Material provided:
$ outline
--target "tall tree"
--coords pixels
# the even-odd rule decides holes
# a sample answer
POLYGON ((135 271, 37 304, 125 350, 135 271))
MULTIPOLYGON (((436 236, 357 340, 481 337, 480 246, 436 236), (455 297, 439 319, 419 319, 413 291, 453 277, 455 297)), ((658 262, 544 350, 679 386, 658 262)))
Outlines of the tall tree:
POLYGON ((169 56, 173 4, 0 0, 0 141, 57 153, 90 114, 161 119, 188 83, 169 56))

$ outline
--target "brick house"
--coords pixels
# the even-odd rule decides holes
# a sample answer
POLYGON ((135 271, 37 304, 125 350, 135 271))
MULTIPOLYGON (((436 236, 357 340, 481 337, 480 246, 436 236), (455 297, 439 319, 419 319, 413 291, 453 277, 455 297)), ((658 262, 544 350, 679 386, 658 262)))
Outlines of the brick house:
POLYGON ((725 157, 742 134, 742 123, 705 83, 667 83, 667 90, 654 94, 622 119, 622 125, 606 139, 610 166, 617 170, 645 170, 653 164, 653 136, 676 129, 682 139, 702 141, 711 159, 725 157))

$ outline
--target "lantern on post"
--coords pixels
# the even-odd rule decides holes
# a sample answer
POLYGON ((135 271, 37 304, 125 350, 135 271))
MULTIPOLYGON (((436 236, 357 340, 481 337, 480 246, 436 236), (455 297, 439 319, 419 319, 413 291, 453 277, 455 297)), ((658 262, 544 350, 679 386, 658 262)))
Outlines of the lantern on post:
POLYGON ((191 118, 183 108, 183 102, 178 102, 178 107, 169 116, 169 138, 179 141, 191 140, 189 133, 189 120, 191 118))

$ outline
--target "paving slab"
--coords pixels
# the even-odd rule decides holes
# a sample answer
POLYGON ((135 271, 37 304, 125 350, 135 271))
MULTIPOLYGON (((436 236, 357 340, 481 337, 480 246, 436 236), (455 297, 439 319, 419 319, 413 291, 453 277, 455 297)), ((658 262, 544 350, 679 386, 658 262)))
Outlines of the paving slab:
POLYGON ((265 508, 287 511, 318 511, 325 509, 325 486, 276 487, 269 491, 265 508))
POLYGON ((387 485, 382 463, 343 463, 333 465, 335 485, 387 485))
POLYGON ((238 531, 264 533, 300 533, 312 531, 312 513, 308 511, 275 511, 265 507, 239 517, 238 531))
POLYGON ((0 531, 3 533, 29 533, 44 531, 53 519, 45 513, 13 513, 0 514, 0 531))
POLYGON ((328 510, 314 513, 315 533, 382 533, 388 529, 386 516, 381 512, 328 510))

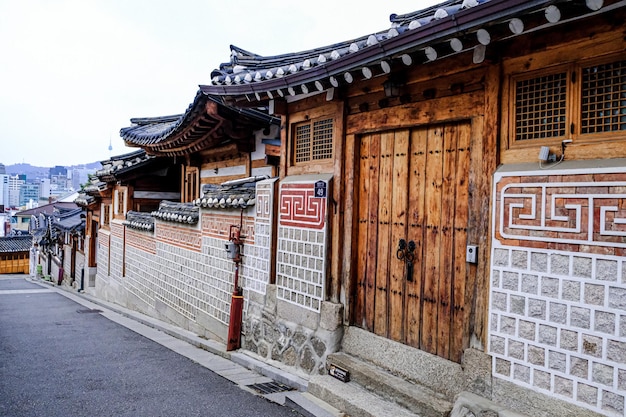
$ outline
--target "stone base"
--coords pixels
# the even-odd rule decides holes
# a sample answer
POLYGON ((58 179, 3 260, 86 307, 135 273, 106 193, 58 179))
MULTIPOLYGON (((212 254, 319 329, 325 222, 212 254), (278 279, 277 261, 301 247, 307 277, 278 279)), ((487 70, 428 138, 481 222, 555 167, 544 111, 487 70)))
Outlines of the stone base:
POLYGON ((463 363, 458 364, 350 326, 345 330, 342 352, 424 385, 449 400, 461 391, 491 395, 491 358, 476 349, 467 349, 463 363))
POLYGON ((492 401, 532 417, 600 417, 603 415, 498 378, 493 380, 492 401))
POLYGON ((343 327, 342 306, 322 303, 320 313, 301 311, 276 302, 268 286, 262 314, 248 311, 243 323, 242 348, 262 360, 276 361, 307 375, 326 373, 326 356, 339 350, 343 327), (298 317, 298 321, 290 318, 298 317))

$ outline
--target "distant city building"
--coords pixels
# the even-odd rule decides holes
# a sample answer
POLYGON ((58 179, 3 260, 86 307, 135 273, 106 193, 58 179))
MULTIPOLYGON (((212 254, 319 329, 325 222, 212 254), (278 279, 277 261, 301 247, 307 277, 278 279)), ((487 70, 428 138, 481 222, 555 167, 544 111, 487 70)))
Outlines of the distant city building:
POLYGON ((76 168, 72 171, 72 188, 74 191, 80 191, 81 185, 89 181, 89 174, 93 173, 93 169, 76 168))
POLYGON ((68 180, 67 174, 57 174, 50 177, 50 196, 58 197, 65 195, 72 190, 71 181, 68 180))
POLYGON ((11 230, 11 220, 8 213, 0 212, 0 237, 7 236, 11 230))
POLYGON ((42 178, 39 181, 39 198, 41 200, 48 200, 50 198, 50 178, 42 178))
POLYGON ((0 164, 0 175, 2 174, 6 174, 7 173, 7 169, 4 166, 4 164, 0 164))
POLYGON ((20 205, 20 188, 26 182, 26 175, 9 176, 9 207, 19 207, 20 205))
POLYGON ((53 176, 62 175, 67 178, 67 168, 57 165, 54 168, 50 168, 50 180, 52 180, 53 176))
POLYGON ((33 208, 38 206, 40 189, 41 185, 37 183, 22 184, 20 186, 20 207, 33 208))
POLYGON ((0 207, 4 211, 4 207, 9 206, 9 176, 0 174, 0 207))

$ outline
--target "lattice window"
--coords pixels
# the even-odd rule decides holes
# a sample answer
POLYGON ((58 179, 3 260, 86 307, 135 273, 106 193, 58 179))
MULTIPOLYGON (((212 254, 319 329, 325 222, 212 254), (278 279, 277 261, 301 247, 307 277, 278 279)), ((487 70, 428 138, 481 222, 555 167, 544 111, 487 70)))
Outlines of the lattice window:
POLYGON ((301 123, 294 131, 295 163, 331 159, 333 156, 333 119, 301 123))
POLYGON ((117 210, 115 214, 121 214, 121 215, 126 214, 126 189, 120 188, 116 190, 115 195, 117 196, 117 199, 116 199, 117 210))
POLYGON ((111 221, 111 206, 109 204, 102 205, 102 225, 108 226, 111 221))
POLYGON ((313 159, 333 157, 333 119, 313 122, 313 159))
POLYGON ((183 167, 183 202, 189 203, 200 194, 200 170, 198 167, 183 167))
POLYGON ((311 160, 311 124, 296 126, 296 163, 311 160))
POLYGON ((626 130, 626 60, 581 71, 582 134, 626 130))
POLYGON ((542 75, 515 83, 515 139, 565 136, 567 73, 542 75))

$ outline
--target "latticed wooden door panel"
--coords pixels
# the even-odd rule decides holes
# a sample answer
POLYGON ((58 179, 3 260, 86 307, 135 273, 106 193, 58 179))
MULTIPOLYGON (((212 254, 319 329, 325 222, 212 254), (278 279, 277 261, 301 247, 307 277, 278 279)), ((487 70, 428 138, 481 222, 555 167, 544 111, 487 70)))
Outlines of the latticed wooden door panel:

Required work: All entries above are to be reproduced exactly, with no pictures.

Solution for this problem:
$ outline
--target "tall tree"
--coords pixels
# the even-odd rule decides holes
# a sample answer
POLYGON ((135 271, 37 304, 125 350, 135 271))
MULTIPOLYGON (((436 236, 357 340, 481 337, 480 246, 436 236), (455 297, 439 319, 419 319, 413 291, 453 277, 455 297)), ((658 262, 544 350, 679 386, 658 262)))
Outlines of the tall tree:
POLYGON ((169 56, 173 4, 0 0, 0 141, 57 153, 90 114, 161 119, 188 83, 169 56))

$ outline
--target "brick house"
--coords pixels
# the even-odd rule decides holes
# a sample answer
POLYGON ((135 271, 37 304, 125 350, 135 271))
MULTIPOLYGON (((436 236, 357 340, 481 337, 480 246, 436 236), (455 297, 439 319, 419 319, 413 291, 453 277, 455 297)), ((658 262, 544 350, 679 386, 658 262)))
Outlines of the brick house:
POLYGON ((725 157, 742 134, 742 123, 705 83, 667 83, 667 90, 654 94, 622 119, 622 125, 606 139, 610 166, 617 170, 645 170, 653 164, 653 136, 676 129, 682 139, 702 141, 711 159, 725 157))

$ outline
--target "lantern on post"
--coords pixels
# the even-odd rule decides holes
# a sample answer
POLYGON ((135 271, 37 304, 125 350, 135 271))
MULTIPOLYGON (((436 236, 357 340, 481 337, 480 246, 436 236), (455 297, 439 319, 419 319, 413 291, 453 277, 455 297)), ((658 262, 544 350, 679 386, 658 262)))
Outlines of the lantern on post:
POLYGON ((191 118, 183 108, 183 102, 178 102, 178 107, 169 116, 169 138, 179 141, 191 140, 189 133, 189 120, 191 118))

$ outline
--target "paving slab"
--coords pixels
# the even-odd rule decides holes
# a sample answer
POLYGON ((135 271, 37 304, 125 350, 135 271))
MULTIPOLYGON (((436 236, 357 340, 481 337, 480 246, 436 236), (455 297, 439 319, 419 319, 413 291, 453 277, 455 297)), ((658 262, 544 350, 679 386, 658 262)))
Outlines of the paving slab:
POLYGON ((265 508, 287 511, 318 511, 325 509, 325 486, 276 487, 269 491, 265 508))
POLYGON ((387 485, 382 463, 343 463, 333 465, 335 485, 387 485))
POLYGON ((238 531, 264 533, 300 533, 312 531, 312 513, 308 511, 275 511, 265 507, 239 517, 238 531))
POLYGON ((0 531, 3 533, 29 533, 44 531, 53 519, 45 513, 13 513, 0 514, 0 531))
POLYGON ((328 510, 314 513, 315 533, 382 533, 388 529, 386 516, 381 512, 328 510))

$ outline
--target "stone base"
--coords pixels
# the even-odd rule decides holes
# a sample answer
POLYGON ((58 179, 3 260, 86 307, 135 273, 106 193, 58 179))
MULTIPOLYGON (((212 254, 319 329, 325 222, 212 254), (278 279, 277 261, 301 247, 307 277, 278 279)), ((487 70, 428 138, 481 222, 555 167, 544 111, 487 70)))
Outlines of the stone base:
POLYGON ((463 363, 458 364, 350 326, 345 330, 342 352, 424 385, 449 400, 461 391, 491 395, 491 358, 476 349, 467 349, 463 363))
POLYGON ((492 401, 532 417, 600 417, 603 415, 498 378, 493 380, 492 401))
POLYGON ((343 327, 342 306, 322 303, 320 313, 301 311, 276 302, 268 286, 262 314, 248 311, 243 323, 242 348, 262 360, 276 361, 307 375, 326 373, 326 356, 339 350, 343 327), (298 317, 298 321, 290 318, 298 317))

$ outline
--target "distant city building"
--coords pixels
# the even-odd rule decides holes
# a sample answer
POLYGON ((58 179, 3 260, 86 307, 135 273, 106 193, 58 179))
MULTIPOLYGON (((212 254, 319 329, 325 222, 212 254), (278 279, 277 261, 301 247, 307 277, 278 279)), ((487 70, 428 138, 481 222, 555 167, 544 111, 487 70)))
Outlines of the distant city building:
POLYGON ((76 168, 72 171, 72 188, 74 191, 80 191, 81 185, 89 181, 89 174, 93 173, 93 169, 76 168))
POLYGON ((68 180, 67 174, 57 174, 50 177, 50 196, 58 197, 65 195, 72 190, 71 181, 68 180))
POLYGON ((11 230, 11 220, 8 213, 0 212, 0 237, 7 236, 11 230))
POLYGON ((42 178, 39 181, 39 198, 41 200, 48 200, 50 198, 50 178, 42 178))
POLYGON ((0 164, 0 175, 2 174, 6 174, 7 173, 7 169, 4 166, 4 164, 0 164))
POLYGON ((20 205, 20 188, 26 182, 26 175, 9 176, 9 207, 19 207, 20 205))
POLYGON ((53 176, 62 175, 67 178, 67 168, 57 165, 54 168, 50 168, 50 180, 52 180, 53 176))
POLYGON ((33 208, 38 206, 40 189, 41 185, 37 183, 22 184, 20 186, 20 207, 33 208))
POLYGON ((0 207, 4 211, 4 207, 9 206, 9 176, 0 174, 0 207))

$ outline
--target "lattice window"
--coords pixels
# the even-odd rule decides holes
# a sample answer
POLYGON ((58 179, 3 260, 86 307, 135 273, 106 193, 58 179))
MULTIPOLYGON (((212 254, 319 329, 325 222, 212 254), (278 279, 277 261, 301 247, 307 277, 278 279)), ((487 70, 428 138, 481 222, 555 167, 544 111, 487 70)))
Outlines of the lattice window:
POLYGON ((301 123, 294 131, 295 163, 331 159, 333 156, 333 119, 301 123))
POLYGON ((117 210, 115 214, 121 214, 121 215, 126 214, 126 189, 120 188, 116 190, 115 195, 117 196, 117 199, 116 199, 117 210))
POLYGON ((111 221, 111 206, 109 204, 102 205, 102 225, 108 226, 111 221))
POLYGON ((313 159, 333 157, 333 119, 313 122, 313 159))
POLYGON ((183 167, 183 202, 189 203, 200 194, 200 170, 198 167, 183 167))
POLYGON ((311 160, 311 124, 296 126, 296 163, 311 160))
POLYGON ((626 130, 626 60, 581 71, 582 134, 626 130))
POLYGON ((542 75, 515 83, 515 139, 565 136, 567 73, 542 75))

$ outline
--target "latticed wooden door panel"
--coords pixels
# the even-odd rule decides holes
# a sample answer
POLYGON ((58 179, 3 260, 86 307, 135 273, 106 193, 58 179))
MULTIPOLYGON (((212 254, 319 329, 325 222, 212 254), (278 279, 277 261, 301 247, 307 277, 278 279)), ((487 70, 428 138, 481 222, 555 167, 544 111, 487 70)))
Outlines of the latticed wooden door panel:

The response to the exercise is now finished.